Object point labels:
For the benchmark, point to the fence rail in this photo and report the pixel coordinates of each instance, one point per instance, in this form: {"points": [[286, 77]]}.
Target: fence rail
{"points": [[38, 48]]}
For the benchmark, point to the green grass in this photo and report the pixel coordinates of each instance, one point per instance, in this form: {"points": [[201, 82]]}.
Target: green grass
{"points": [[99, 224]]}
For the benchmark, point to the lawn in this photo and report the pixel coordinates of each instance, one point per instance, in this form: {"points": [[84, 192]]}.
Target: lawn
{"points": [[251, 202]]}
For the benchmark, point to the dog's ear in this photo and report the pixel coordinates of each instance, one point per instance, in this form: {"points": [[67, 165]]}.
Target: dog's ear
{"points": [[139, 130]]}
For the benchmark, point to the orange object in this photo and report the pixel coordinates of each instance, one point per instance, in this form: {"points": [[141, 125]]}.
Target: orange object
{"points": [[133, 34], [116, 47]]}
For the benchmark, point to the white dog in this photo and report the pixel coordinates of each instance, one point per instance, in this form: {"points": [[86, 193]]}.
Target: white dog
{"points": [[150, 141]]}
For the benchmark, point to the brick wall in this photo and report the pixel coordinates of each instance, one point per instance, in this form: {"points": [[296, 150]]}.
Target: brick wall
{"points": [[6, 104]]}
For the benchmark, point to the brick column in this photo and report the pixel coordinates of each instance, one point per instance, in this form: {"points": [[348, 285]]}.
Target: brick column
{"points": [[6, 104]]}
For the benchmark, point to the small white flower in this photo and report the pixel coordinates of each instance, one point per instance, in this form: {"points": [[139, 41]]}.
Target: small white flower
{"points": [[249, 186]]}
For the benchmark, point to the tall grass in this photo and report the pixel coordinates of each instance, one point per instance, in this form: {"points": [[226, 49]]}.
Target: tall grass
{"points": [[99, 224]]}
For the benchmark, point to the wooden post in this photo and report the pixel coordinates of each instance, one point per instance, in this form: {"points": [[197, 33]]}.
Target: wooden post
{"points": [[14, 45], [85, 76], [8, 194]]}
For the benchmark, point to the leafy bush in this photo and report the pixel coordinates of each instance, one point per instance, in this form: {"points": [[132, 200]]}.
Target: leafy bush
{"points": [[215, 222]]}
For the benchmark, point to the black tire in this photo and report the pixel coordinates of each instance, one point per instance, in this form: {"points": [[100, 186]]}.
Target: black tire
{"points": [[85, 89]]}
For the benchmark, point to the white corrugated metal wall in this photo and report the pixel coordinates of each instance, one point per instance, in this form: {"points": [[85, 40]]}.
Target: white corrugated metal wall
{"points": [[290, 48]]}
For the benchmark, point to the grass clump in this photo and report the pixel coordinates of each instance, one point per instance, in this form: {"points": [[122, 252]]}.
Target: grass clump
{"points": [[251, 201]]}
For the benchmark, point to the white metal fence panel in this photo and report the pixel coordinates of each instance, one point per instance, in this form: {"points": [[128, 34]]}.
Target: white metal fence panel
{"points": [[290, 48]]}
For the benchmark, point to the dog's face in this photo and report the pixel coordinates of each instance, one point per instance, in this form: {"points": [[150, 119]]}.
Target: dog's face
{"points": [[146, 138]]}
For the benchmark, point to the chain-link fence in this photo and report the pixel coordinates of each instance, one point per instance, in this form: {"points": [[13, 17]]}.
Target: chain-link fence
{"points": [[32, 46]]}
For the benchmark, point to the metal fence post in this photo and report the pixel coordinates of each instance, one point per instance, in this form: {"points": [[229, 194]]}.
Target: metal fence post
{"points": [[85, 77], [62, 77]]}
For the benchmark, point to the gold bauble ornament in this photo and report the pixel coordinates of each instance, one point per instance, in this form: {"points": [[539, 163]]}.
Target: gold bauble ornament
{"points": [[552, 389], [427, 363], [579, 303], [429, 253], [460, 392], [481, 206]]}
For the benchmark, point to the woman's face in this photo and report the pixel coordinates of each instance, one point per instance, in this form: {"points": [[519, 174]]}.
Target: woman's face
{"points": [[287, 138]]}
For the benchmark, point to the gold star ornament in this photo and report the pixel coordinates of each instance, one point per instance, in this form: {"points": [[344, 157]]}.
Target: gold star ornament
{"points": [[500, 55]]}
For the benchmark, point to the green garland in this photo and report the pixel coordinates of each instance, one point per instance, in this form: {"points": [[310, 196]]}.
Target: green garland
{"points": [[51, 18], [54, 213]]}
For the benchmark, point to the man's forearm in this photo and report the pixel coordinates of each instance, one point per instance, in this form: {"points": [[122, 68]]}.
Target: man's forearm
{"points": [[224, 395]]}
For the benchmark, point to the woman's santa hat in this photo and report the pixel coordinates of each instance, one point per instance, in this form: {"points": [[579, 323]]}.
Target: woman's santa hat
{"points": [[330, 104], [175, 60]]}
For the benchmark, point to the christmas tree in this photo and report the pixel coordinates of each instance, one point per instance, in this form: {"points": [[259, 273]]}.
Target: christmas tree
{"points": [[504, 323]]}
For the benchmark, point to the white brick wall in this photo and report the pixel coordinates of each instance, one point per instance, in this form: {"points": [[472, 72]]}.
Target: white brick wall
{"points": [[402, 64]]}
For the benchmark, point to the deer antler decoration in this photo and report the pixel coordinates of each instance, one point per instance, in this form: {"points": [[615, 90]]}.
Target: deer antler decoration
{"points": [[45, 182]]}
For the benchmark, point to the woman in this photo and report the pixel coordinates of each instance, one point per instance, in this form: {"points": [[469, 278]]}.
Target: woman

» **What you have to do**: Give an exact copy of all the data shown above.

» **The solution**:
For the benchmark, point to the fence rail in this photo and report the pixel coordinates of each instance, one point per instance, in this form: {"points": [[286, 77]]}.
Target: fence rail
{"points": [[38, 48]]}
For the benchmark, point to the green grass in this photo and report the pixel coordinates of each instance, one point per instance, in this form: {"points": [[201, 82]]}.
Target: green grass
{"points": [[99, 224]]}
For the benchmark, point to the lawn in this photo and report the pixel coordinates of each instance, one point per instance, in this form: {"points": [[84, 192]]}.
Target: lawn
{"points": [[251, 202]]}
For the benchmark, point to the dog's ear in this photo and report the pixel coordinates of each instance, one point per instance, in this form: {"points": [[67, 165]]}.
Target: dog's ear
{"points": [[139, 130]]}
For the benchmark, point to the orange object in this photo and report the pixel coordinates of each instance, one point per instance, in this form: {"points": [[141, 125]]}.
Target: orange object
{"points": [[133, 34], [116, 47]]}
For the benchmark, point to the white dog in this photo and report the pixel coordinates of each instance, one point per instance, in this form: {"points": [[86, 193]]}.
Target: white dog
{"points": [[150, 141]]}
For the benchmark, point to the brick wall in this photo and report the pixel coordinates of each instance, one point per instance, in this form: {"points": [[296, 150]]}.
Target: brick wall
{"points": [[6, 104]]}
For the benchmark, point to the brick column in this photo and report the pixel coordinates of each instance, one point per instance, in this form: {"points": [[348, 285]]}.
Target: brick column
{"points": [[6, 104]]}
For the benchmark, point to the small white flower in this photo and report the pixel coordinates of each instance, one point per instance, in this form: {"points": [[139, 41]]}.
Target: small white flower
{"points": [[249, 186]]}
For the benchmark, point to the tall grass in this photo and report the pixel coordinates of each instance, one point per instance, in this form: {"points": [[226, 49]]}.
Target: tall grass
{"points": [[99, 224]]}
For the benchmark, point to the wooden post in this photo and report the pixel coordinates of each instance, one point per instance, in this form: {"points": [[197, 33]]}.
Target: wooden post
{"points": [[14, 45], [85, 76], [8, 194]]}
For the benchmark, point to the leafy bush in this photo and report the pixel coordinates of each instance, one point per instance, in this form: {"points": [[132, 200]]}.
Target: leafy bush
{"points": [[215, 222]]}
For the benchmark, point to the black tire in this photo and report the pixel coordinates of each instance, one point per instance, in this form: {"points": [[100, 186]]}.
Target: black tire
{"points": [[85, 89]]}
For the benchmark, point to the white corrugated metal wall in this photo and report the pixel coordinates of each instance, one point per instance, in this form: {"points": [[85, 40]]}.
Target: white corrugated metal wall
{"points": [[290, 48]]}
For the benchmark, point to the grass clump in this photo and report the pixel coordinates of each instance, one point per instance, in this form: {"points": [[122, 252]]}.
Target: grass clump
{"points": [[251, 201]]}
For the benchmark, point to the white metal fence panel in this photo and report the pixel coordinates of each instance, one point per instance, in this form: {"points": [[128, 34]]}.
Target: white metal fence panel
{"points": [[290, 48]]}
For the benchmark, point to the dog's face in this photo and report the pixel coordinates of each instance, one point per instance, in this form: {"points": [[150, 119]]}.
Target: dog's face
{"points": [[146, 138]]}
For the benchmark, point to the chain-link fence in this photo and report the pixel coordinates of each instance, one point per instance, in this form: {"points": [[13, 17]]}.
Target: chain-link fence
{"points": [[32, 46]]}
For the benchmark, point to the metal fence post in this photo and report the pixel coordinates of each instance, one point per instance, in this form: {"points": [[229, 194]]}.
Target: metal fence post
{"points": [[85, 77], [62, 77]]}
For the benchmark, point to the gold bauble ornament in this photo and report the pixel coordinates of each instance, one point per instance, in this form: {"points": [[539, 163]]}.
Target: gold bauble ornament
{"points": [[552, 389], [427, 363], [579, 303], [429, 253], [460, 392], [481, 206]]}
For the benchmark, point to the woman's face in this photo and report the pixel coordinates of each instance, one point per instance, in this form: {"points": [[519, 174]]}.
Target: woman's face
{"points": [[287, 138]]}
For the benchmark, point to the gold star ornament in this photo and report the pixel coordinates of each instance, one point per instance, in this form: {"points": [[344, 157]]}.
Target: gold star ornament
{"points": [[500, 55]]}
For the benchmark, point to the green garland in this photo and report the pixel coordinates of each instance, one point per instance, in this form: {"points": [[310, 196]]}.
Target: green garland
{"points": [[51, 18], [54, 213]]}
For the benchmark, point to the man's forearm in this photo and report the pixel coordinates of each instance, one point per instance, in this form: {"points": [[122, 68]]}.
Target: man's forearm
{"points": [[224, 395]]}
For the benchmark, point to the woman's santa hat in this photo and report the pixel coordinates of each instance, one point per instance, in this form: {"points": [[579, 323]]}.
Target: woman's santa hat
{"points": [[330, 104], [175, 60]]}
For the benchmark, point to the christmas tree in this photo and report the pixel coordinates of each instance, one point per instance, in this form: {"points": [[259, 273]]}.
Target: christmas tree
{"points": [[504, 323]]}
For the benchmark, point to the white brick wall in this photo and report the pixel coordinates of each instance, one point per instance, in this form: {"points": [[472, 72]]}.
Target: white brick wall
{"points": [[402, 64]]}
For the benchmark, point to the deer antler decoration in this photo and report the pixel coordinates of each instance, one point per instance, in this form: {"points": [[615, 90]]}.
Target: deer antler decoration
{"points": [[45, 182]]}
For the benchmark, point to the woman in this photo and report the pixel coordinates of each instance, one point per instance, in this form: {"points": [[469, 278]]}.
Target: woman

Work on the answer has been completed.